'''

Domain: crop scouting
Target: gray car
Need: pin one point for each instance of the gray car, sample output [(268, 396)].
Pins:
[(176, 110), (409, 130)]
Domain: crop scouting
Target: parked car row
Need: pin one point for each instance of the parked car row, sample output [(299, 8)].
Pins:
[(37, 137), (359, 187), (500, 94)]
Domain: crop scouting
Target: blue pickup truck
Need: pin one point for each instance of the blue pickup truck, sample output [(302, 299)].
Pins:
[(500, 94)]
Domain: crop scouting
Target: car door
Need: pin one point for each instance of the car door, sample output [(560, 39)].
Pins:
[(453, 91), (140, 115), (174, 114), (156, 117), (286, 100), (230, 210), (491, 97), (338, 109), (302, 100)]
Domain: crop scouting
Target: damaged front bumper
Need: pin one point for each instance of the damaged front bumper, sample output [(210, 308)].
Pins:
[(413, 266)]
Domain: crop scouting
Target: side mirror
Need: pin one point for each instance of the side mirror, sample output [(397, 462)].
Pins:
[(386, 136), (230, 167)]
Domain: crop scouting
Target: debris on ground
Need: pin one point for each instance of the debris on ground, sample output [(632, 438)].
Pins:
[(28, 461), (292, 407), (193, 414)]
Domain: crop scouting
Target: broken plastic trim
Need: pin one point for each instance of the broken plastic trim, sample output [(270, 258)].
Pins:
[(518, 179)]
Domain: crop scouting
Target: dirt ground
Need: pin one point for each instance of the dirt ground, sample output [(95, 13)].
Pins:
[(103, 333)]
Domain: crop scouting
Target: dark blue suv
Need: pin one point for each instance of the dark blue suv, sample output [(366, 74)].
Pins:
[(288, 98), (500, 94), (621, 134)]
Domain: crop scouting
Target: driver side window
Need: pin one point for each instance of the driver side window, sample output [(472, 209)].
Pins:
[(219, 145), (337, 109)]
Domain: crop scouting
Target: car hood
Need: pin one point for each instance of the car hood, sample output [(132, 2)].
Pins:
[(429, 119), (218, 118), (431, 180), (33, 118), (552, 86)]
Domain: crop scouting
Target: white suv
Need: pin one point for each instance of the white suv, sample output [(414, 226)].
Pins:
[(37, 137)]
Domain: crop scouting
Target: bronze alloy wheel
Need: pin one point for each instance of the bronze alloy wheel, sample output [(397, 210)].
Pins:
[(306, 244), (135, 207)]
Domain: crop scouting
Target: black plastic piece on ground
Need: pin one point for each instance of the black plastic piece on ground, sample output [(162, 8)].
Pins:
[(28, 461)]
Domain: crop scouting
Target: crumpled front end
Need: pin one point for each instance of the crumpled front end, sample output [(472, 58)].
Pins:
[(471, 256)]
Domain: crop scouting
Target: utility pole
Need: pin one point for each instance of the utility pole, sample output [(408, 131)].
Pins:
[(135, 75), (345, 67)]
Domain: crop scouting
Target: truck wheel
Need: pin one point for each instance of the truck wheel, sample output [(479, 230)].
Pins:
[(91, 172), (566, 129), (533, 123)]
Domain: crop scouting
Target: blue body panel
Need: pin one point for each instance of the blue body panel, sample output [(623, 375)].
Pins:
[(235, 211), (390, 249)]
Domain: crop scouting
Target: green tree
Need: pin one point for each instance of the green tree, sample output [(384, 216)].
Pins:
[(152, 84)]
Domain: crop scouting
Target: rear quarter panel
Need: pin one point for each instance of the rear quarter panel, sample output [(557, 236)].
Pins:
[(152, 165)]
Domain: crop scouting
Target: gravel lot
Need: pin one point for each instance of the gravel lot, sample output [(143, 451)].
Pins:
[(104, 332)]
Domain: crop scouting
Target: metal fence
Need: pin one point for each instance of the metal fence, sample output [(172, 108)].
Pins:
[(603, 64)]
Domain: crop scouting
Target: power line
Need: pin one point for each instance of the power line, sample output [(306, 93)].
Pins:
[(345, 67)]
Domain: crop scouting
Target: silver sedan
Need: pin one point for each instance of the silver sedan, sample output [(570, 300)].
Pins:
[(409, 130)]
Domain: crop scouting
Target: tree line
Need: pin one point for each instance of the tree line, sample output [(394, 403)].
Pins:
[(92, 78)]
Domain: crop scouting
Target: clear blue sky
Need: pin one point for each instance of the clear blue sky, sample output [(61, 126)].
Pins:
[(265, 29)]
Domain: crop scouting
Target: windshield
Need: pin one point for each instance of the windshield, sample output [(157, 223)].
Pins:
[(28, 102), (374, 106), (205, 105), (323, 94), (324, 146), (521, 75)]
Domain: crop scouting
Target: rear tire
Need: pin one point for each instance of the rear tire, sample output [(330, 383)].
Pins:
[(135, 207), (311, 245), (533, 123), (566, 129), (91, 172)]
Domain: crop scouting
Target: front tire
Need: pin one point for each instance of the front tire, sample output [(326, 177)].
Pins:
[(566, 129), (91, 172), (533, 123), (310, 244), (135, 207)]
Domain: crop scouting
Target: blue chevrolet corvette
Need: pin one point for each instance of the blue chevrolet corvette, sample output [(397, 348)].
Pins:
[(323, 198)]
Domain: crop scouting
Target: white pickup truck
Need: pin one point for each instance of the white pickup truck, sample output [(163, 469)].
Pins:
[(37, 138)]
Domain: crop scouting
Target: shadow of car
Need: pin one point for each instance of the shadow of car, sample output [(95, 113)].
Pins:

'''

### What you have to do
Nothing in the material should be left out; output it exactly.

### Exercise response
Domain: crop scouting
Target: gray car
Need: pin one point for each instance of the gray car, sample output [(268, 396)].
Pins:
[(176, 110), (409, 130)]
Domain: crop scouting
Target: parked car row
Need: pin one point for each instance of the parked car row, sample output [(299, 8)].
Pins:
[(37, 137), (359, 187), (500, 94)]
Domain: crop scouting
Target: blue pickup truck
Need: pin one point for each instance of the blue pickup truck, sample output [(302, 299)].
Pins:
[(500, 94)]
Domain: crop scouting
Target: car door
Need: pin one point for each instance of the car door, sample output [(560, 39)].
Pins:
[(453, 91), (140, 115), (174, 114), (156, 117), (286, 100), (230, 210), (491, 97), (338, 109), (302, 100)]
Domain: crop scouting
Target: damaged front bumper
Need: pin one point for each instance of the damaged front bumper, sample output [(210, 308)].
Pins:
[(413, 266)]
Domain: crop scouting
Target: side mirror
Need: pin one point for each instance of the side mirror, sample output [(397, 462)].
Pins:
[(386, 136), (230, 167)]
Domain: crop scouting
Target: debris on ground
Need: pin one point for each instance of the debris on ground, sample output [(632, 438)].
Pins:
[(28, 461), (292, 407), (193, 414)]
Domain: crop scouting
Target: broken plastic trim
Need: pin one point for each instance of the broken plastic trim, sample output [(270, 258)].
Pins:
[(518, 179)]
Domain: crop scouting
Target: dirt ground
Need: pin one point for each instance of the dirt ground, sample output [(95, 13)].
Pins:
[(103, 333)]
Domain: crop scouting
Target: dark blue suv
Need: pin one point for each instance of the dark blue suv, sample output [(366, 74)].
Pins:
[(288, 98), (500, 94), (621, 134)]
Domain: crop scouting
Target: driver side window
Need: pin one point for each instance of the driver side window, sample output [(472, 209)].
Pins:
[(219, 145), (337, 109)]
Domain: crop scouting
Target: car hood
Need: pin one point for each instance of the car hood, sample output [(132, 2)].
Pins:
[(429, 119), (218, 118), (431, 180), (33, 118), (552, 86)]
Domain: crop scouting
Target: white suv
Need: pin one point for each instance of the white suv, sample output [(414, 226)].
Pins:
[(37, 137)]
Domain: crop scouting
Target: bronze alloy wheel
Need: pin one point for each instance of the bronze alloy wheel, sample output [(397, 210)].
Pins:
[(306, 244), (135, 207)]
Domain: crop scouting
Target: black plastic piece on ground
Need: pin one point for each instance of the black plastic piece on ground, sample output [(162, 8)].
Pins:
[(28, 461)]
Domain: crop scouting
Target: crumpled front end
Need: pin one point for each instance of the crumpled front end, sample output [(472, 58)].
Pins:
[(471, 256)]
Domain: crop scouting
Target: utility pole
Need: pin one point for each instance of the utility pole, sample output [(408, 131)].
Pins:
[(135, 75), (345, 67)]
Domain: crop scouting
Target: truck wheel
Need: pin one point for each instance of the truck wheel, sample output [(479, 230)].
Pins:
[(91, 172), (566, 129), (533, 123)]
Domain: crop scouting
Target: blue body panel
Need: pin one point for each instance of the blue body panel, sample output [(623, 375)].
Pins:
[(235, 211), (390, 249)]
Domain: crop scouting
Target: green tree
Need: pin one point for each instance of the green tree, sample output [(384, 216)].
Pins:
[(152, 84)]
Domain: crop scouting
Target: rear quarter panel
Need: pin one point for each instance of the rear quarter panel, sample output [(557, 236)].
Pins:
[(152, 165)]
Domain: crop scouting
Target: gravel lot
Need: pin one point for each instance of the gravel lot, sample output [(143, 451)].
Pins:
[(104, 332)]
Domain: crop scouting
Target: metal fence
Need: pin one point for each instance of the metal fence, sample output [(172, 108)].
Pins:
[(603, 64)]
Domain: crop scouting
Target: power line
Need: pin one point for each instance of the power line, sample output [(306, 93)].
Pins:
[(345, 67)]
Domain: crop scouting
Target: silver sedan
Need: pin one point for each instance of the silver sedan, sample output [(570, 300)].
Pins:
[(409, 130)]
Domain: crop scouting
Target: tree line
Need: pin one point for each instance of the tree line, sample output [(394, 403)].
Pins:
[(92, 78)]
Domain: crop scouting
Target: clear blue sky
Need: pin one point for each instance of the clear blue sky, sample output [(61, 126)].
Pins:
[(265, 29)]
Domain: crop scouting
Target: windshield
Need: pin one point for each instance of the windshield, sample output [(157, 223)].
Pins:
[(28, 102), (374, 106), (205, 105), (323, 94), (324, 146), (521, 75)]
Domain: crop scouting
Target: rear tire
Need: pin one point for each instance of the rear tire, sample output [(330, 383)].
Pins:
[(135, 207), (311, 245), (533, 123), (566, 129), (91, 172)]
Domain: crop scouting
Target: front tire
Need: pin one point for each instance of the front tire, sample output [(326, 177)].
Pins:
[(566, 129), (91, 172), (533, 123), (310, 244), (135, 207)]
Domain: crop scouting
Target: blue chevrolet corvette
Need: pin one point for each instance of the blue chevrolet corvette, sample output [(397, 348)].
Pins:
[(323, 198)]
Domain: crop scouting
Target: white pickup truck
Need: pin one point for each instance of the white pickup truck, sample output [(163, 469)].
Pins:
[(37, 138)]
Domain: crop scouting
Target: shadow of car
Need: pin one point for each instance of the shadow of car, sample output [(95, 113)].
Pins:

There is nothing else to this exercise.